* START *

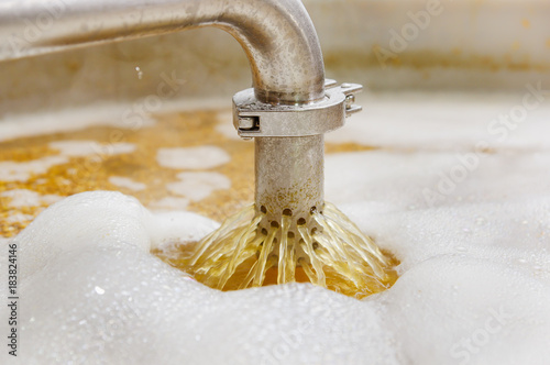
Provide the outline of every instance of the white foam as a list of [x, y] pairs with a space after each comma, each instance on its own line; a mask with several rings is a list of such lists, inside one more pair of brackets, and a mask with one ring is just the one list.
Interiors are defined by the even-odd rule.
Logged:
[[205, 169], [227, 164], [231, 157], [216, 146], [160, 148], [156, 155], [158, 165], [169, 168]]
[[[451, 111], [472, 108], [468, 114], [475, 118], [474, 107], [457, 106]], [[429, 119], [430, 108], [422, 110]], [[472, 153], [475, 142], [476, 123], [461, 125], [433, 148], [424, 145], [436, 141], [435, 124], [429, 133], [403, 124], [392, 131], [394, 142], [389, 130], [378, 132], [387, 133], [384, 151], [327, 156], [327, 200], [402, 262], [397, 283], [363, 301], [305, 284], [212, 290], [148, 252], [196, 241], [216, 223], [186, 212], [153, 214], [116, 192], [55, 203], [15, 239], [25, 263], [19, 360], [546, 364], [550, 153], [537, 144], [544, 136], [517, 134], [519, 144], [477, 154], [475, 167], [449, 185], [446, 176], [464, 166], [454, 151]], [[438, 131], [442, 136], [446, 128]], [[344, 140], [366, 139], [360, 133], [350, 128]], [[518, 148], [530, 143], [531, 150]], [[187, 201], [198, 185], [175, 191]], [[426, 189], [436, 199], [427, 199]], [[0, 318], [6, 311], [1, 306]]]

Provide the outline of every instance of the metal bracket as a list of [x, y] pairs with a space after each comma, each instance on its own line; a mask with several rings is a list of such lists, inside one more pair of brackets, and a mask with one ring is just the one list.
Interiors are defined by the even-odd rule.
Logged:
[[256, 100], [254, 89], [233, 97], [233, 125], [243, 139], [256, 136], [306, 136], [323, 134], [344, 125], [345, 118], [361, 111], [354, 104], [359, 84], [324, 82], [324, 98], [299, 106], [273, 106]]

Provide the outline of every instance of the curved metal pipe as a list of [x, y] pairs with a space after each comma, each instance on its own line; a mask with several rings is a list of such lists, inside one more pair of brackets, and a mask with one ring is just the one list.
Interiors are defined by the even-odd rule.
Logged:
[[0, 60], [198, 26], [239, 41], [260, 101], [322, 99], [321, 49], [299, 0], [8, 0], [0, 3]]

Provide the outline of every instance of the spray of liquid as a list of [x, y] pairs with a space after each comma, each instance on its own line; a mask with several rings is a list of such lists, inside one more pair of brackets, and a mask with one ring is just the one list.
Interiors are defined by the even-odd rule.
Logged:
[[333, 204], [310, 215], [315, 226], [298, 220], [296, 233], [288, 214], [265, 229], [265, 214], [251, 206], [178, 257], [163, 258], [220, 290], [309, 281], [363, 298], [395, 283], [395, 259]]

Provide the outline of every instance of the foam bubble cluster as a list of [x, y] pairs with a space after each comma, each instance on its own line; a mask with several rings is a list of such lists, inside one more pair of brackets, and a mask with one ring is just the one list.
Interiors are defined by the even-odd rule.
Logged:
[[[217, 223], [193, 213], [152, 214], [118, 192], [66, 198], [14, 239], [24, 263], [21, 358], [26, 364], [547, 358], [550, 198], [407, 212], [343, 207], [403, 262], [394, 287], [363, 301], [310, 284], [210, 289], [150, 251], [195, 241]], [[485, 221], [475, 223], [482, 215]]]

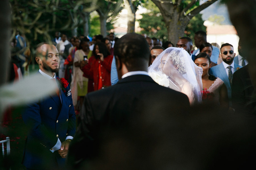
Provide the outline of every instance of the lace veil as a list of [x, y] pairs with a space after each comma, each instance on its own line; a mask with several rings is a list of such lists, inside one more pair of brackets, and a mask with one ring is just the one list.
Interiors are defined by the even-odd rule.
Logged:
[[166, 49], [156, 57], [148, 71], [160, 85], [186, 94], [191, 105], [202, 102], [203, 69], [195, 65], [183, 48]]

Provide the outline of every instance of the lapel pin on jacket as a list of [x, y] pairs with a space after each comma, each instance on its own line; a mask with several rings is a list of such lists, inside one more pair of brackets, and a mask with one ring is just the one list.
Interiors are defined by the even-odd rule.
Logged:
[[71, 89], [69, 89], [68, 92], [67, 93], [67, 96], [69, 96], [71, 95]]

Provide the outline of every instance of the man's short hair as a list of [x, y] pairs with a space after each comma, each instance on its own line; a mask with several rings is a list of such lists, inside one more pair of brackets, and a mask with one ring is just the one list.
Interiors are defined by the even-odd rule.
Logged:
[[187, 40], [188, 42], [189, 42], [190, 45], [193, 45], [193, 41], [191, 39], [188, 37], [183, 37], [180, 38], [180, 39], [185, 39]]
[[38, 44], [36, 46], [36, 57], [40, 57], [41, 56], [38, 56], [38, 55], [39, 54], [41, 54], [42, 53], [42, 47], [43, 45], [45, 44], [47, 44], [48, 45], [53, 45], [53, 44], [52, 43], [49, 42], [41, 42], [41, 43]]
[[150, 51], [151, 51], [151, 50], [154, 50], [155, 49], [162, 49], [163, 50], [164, 50], [165, 49], [164, 49], [164, 48], [163, 47], [161, 47], [160, 46], [158, 45], [156, 46], [154, 46], [154, 47], [152, 47], [152, 48], [151, 49], [151, 50], [150, 50]]
[[124, 63], [129, 71], [144, 67], [150, 57], [148, 44], [143, 36], [135, 33], [125, 35], [115, 43], [115, 56]]
[[221, 46], [220, 47], [220, 50], [221, 50], [221, 48], [222, 48], [222, 47], [224, 47], [225, 46], [231, 46], [233, 47], [233, 46], [232, 45], [230, 44], [229, 44], [228, 43], [225, 43], [225, 44], [223, 44], [222, 45], [221, 45]]

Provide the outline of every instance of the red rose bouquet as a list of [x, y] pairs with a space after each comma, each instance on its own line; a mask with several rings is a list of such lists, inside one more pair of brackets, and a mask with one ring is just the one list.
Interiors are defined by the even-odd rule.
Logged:
[[64, 78], [59, 78], [59, 77], [57, 77], [57, 79], [60, 81], [61, 83], [61, 88], [62, 90], [63, 90], [63, 92], [64, 93], [65, 93], [66, 92], [66, 90], [65, 90], [65, 89], [67, 88], [67, 87], [68, 86], [69, 82]]
[[214, 97], [214, 94], [212, 92], [210, 93], [207, 90], [206, 88], [203, 90], [201, 91], [202, 95], [202, 99], [203, 101], [205, 100], [212, 100]]

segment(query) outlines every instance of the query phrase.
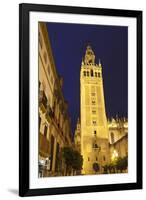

* END *

Please report how many lines in the entries contain the string "foam", with case counting, and reply with the number alone.

2